任务说明: 逐行重写以下材料，把其中的“outstretched”一律换成“raised”，其余内容保持原样。

来自数据源的记录
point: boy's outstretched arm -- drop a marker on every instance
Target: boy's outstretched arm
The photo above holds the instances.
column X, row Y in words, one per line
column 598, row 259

任务答案:
point: boy's raised arm -- drop a marker on every instance
Target: boy's raised arm
The photo above holds the instances.
column X, row Y in words, one per line
column 598, row 259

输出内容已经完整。